EXTRAIT DE PAGE.
########################################

Guerre, injustice et terreur. Ce sont les thèmes représentés par Francisco Goya dans son tableau "3 mai 1808", une huile sur toile de 266 x 345 centimètres, réalisée en 1814 et conservée au musée du Prado, à Madrid.
3 mai 1808 : analyse du tableau
Le tableau dépeint la lutte du peuple espagnol contre l'invasion napoléonienne. Cette œuvre fait partie d'une paire de tableaux, "Le 3 mai 1808" et "Le 2 mai 1808", qui montrent les deux moments où les troupes françaises ont avancé en Espagne, capturant un grand nombre de citoyens et les éliminant ensuite.
Goya, fils d'un maître doreur, peignait déjà à l'âge de 14 ans dans l'atelier du peintre José Luzán y Martinez, et a toujours été influencé par la situation de son pays. Dans ce tableau, l'artiste crée un fort contraste de clair-obscur, il y a l'ombre rétroéclairée de la lanterne qui est censée symboliser la lumière de la liberté par opposition à l'ombre, qui représente la guerre.
Les coups de pinceau sont rapides et rudes, et à travers ce jeu de lumière, avec ses contrastes violents, nous voyons le choc entre la mort et la vie, l'irrationnel et la raison. La lumière est concentrée et irradie de la chemise blanche du condamné, peint avec les bras ouverts et levés en signe de résignation, et il a une blessure à la main, comme pour rappeler le Christ.
La présence des soldats qui sont très proches de lui ajoute encore au drame. Le protagoniste est à genoux, mais il n'est pas un héros, plutôt un anti-héros, un civil sans nom comme les autres. À côté de lui, un autre personnage a les mains jointes sur le mort. C'est un frère franciscain, lui aussi victime des soldats, malgré l'habit qu'il porte, comme pour signifier l'impuissance de la foi face à la guerre. Le ciel est sombre et occupe un tiers de la grande œuvre, ce qui lui confère une atmosphère macabre. En arrière-plan, on peut voir des maisons et des églises de Madrid, dans une semi-obscurité.

########################################

DONNÉES EXTRAITES.

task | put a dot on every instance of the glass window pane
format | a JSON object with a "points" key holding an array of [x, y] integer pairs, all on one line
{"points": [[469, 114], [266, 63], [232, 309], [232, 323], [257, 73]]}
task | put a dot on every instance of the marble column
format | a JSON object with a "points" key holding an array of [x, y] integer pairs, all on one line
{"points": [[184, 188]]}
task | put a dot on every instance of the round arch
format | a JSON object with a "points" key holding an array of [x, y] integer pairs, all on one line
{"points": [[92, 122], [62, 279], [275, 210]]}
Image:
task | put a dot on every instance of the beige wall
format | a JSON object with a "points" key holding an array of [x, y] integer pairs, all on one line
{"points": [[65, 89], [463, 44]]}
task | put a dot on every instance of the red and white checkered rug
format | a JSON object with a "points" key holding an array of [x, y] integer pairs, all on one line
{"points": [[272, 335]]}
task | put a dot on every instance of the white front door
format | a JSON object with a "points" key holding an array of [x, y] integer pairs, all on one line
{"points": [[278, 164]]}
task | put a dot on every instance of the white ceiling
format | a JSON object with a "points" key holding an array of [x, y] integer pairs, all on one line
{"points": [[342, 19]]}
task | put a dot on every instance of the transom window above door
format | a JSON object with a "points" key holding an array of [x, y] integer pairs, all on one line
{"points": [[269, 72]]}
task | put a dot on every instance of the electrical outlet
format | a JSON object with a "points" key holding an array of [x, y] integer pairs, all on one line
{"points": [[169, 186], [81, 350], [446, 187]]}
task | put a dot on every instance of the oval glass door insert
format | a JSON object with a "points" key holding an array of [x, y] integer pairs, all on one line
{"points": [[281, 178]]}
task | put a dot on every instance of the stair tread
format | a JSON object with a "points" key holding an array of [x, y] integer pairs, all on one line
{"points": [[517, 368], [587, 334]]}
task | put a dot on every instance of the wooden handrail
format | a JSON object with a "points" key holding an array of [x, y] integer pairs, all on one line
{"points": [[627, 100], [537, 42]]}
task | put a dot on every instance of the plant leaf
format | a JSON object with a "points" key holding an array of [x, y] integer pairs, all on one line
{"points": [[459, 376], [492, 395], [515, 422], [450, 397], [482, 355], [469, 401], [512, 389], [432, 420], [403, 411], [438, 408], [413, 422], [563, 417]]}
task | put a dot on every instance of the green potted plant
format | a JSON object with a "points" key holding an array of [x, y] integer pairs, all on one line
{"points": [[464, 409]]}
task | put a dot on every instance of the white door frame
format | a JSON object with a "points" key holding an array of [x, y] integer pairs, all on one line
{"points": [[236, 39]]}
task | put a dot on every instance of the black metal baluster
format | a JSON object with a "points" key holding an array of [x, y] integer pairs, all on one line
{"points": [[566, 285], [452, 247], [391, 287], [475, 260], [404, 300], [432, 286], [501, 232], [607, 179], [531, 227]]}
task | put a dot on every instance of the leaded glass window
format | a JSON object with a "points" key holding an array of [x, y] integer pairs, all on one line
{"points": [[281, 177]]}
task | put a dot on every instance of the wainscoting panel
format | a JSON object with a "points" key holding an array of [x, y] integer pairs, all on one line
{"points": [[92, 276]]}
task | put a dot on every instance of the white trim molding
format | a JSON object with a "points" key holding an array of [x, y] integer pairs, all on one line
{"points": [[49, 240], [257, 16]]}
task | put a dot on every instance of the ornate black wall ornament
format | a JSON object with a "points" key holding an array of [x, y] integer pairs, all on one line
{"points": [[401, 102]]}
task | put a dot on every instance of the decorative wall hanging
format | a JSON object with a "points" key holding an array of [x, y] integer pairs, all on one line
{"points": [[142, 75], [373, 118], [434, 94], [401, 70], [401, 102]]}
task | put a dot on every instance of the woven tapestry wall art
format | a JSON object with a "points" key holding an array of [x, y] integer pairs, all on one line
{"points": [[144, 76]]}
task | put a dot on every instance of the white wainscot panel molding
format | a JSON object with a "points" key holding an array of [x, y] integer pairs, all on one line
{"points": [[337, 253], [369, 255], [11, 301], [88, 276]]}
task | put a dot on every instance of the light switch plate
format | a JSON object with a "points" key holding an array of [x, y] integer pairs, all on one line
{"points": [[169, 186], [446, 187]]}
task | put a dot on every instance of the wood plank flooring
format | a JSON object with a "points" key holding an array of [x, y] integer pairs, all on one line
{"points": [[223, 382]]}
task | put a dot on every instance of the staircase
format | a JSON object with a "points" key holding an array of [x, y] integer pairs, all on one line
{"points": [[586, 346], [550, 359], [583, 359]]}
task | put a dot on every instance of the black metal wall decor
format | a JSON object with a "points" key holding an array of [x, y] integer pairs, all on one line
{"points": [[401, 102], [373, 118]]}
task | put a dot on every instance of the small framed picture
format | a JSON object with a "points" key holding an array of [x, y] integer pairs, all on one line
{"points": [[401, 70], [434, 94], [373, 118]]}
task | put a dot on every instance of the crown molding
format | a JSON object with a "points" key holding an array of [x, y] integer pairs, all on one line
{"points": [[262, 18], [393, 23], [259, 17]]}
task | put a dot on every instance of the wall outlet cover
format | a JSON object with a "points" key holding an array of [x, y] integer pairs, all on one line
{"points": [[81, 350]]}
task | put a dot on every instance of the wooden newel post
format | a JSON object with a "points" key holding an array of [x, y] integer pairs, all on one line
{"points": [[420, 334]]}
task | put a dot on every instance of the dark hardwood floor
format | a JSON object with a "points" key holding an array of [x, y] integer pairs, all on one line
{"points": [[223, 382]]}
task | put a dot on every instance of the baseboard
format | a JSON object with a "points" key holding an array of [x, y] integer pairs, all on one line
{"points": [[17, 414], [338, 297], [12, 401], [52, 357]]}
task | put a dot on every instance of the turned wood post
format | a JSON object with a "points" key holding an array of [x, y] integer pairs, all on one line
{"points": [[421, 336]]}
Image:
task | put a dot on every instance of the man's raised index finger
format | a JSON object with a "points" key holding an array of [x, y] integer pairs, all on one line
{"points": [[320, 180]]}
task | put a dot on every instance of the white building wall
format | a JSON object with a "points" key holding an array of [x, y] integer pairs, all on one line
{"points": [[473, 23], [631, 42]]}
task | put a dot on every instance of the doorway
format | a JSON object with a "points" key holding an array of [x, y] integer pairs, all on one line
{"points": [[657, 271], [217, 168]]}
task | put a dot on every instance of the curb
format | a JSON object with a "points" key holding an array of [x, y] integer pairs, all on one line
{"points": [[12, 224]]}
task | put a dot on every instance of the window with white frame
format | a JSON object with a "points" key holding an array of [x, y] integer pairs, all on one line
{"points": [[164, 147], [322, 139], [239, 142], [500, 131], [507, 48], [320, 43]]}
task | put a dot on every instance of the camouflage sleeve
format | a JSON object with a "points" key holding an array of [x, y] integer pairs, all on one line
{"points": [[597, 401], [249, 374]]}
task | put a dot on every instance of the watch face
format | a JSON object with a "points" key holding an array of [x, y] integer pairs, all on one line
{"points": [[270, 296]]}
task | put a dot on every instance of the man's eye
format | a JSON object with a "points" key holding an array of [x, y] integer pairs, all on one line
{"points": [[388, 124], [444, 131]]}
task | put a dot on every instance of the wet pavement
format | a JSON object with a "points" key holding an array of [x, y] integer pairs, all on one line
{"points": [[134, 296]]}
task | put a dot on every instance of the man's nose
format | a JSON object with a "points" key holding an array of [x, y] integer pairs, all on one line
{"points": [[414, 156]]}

########################################

CONSIGNE.
Extrayez mot pour mot, dans le texte sur le tableau de Goya, le passage qui va de « Goya, fils d'un » à « représente la guerre. ». Servez-vous uniquement du texte.

EXERCICE CORRIGÉ.
Goya, fils d'un maître doreur, peignait déjà à l'âge de 14 ans dans l'atelier du peintre José Luzán y Martinez, et a toujours été influencé par la situation de son pays. Dans ce tableau, l'artiste crée un fort contraste de clair-obscur, il y a l'ombre rétroéclairée de la lanterne qui est censée symboliser la lumière de la liberté par opposition à l'ombre, qui représente la guerre.